BEGIN Listed entries

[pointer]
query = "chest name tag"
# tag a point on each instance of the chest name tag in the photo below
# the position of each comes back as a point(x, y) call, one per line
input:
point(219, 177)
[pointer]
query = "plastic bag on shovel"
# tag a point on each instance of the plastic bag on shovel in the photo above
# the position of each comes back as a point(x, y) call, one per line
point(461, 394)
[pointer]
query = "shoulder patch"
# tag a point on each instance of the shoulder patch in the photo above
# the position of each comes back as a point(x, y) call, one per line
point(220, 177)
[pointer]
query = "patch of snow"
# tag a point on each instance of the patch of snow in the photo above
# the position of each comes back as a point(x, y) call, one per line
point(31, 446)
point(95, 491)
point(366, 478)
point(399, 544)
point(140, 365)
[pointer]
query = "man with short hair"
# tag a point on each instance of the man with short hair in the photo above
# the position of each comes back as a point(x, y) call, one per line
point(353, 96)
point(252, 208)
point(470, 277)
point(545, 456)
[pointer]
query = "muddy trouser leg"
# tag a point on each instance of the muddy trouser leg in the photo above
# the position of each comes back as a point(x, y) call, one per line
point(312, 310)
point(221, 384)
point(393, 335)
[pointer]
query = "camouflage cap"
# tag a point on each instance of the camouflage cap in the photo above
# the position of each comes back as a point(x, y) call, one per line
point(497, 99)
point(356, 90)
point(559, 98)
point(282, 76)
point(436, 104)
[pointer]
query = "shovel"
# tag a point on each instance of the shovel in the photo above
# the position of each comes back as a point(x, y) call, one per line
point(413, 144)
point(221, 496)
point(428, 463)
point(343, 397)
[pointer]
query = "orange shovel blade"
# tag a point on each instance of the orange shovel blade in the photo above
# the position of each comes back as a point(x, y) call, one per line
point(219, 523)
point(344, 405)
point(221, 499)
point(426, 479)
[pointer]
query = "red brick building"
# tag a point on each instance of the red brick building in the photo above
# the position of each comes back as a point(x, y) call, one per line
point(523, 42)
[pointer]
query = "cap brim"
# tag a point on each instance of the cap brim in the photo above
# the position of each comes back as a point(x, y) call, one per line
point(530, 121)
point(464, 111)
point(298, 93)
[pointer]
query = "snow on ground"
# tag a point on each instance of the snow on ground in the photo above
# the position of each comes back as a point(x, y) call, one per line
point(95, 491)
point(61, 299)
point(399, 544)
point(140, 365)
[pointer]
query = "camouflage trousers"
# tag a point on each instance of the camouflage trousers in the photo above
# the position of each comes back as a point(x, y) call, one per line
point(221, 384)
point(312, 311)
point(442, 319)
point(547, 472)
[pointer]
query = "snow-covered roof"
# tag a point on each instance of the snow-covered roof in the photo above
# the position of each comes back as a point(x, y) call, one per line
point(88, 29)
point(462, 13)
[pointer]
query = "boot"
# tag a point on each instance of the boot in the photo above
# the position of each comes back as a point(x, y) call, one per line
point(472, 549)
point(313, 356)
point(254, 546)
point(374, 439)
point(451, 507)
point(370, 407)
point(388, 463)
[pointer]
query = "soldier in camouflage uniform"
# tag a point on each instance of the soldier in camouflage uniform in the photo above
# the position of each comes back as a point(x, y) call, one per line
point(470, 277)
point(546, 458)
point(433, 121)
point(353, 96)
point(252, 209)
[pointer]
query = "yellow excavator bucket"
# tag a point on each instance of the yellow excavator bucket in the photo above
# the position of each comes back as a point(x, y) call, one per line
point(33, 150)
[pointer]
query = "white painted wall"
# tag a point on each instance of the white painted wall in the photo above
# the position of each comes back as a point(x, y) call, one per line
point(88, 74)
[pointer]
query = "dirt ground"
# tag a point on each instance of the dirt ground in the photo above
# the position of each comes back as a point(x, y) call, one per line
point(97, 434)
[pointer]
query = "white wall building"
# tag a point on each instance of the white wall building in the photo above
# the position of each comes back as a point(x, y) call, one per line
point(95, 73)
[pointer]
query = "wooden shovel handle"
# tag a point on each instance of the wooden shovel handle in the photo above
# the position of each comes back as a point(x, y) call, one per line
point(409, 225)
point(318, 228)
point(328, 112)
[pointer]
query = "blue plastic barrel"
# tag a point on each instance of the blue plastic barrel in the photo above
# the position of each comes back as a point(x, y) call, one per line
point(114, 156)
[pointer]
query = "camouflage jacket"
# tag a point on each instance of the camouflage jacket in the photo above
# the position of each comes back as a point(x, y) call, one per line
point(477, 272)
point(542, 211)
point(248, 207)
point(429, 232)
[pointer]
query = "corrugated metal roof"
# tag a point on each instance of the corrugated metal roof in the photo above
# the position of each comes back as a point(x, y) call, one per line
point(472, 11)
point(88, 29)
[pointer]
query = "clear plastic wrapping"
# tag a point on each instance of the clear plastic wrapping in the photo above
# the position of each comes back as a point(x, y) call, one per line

END Listed entries

• _Assignment_
Check each line above for the string "bucket" and copy the ones that have it.

• _Answer to this problem_
query = "yellow excavator bucket"
# tag a point on each instance of the yellow excavator bucket in the photo above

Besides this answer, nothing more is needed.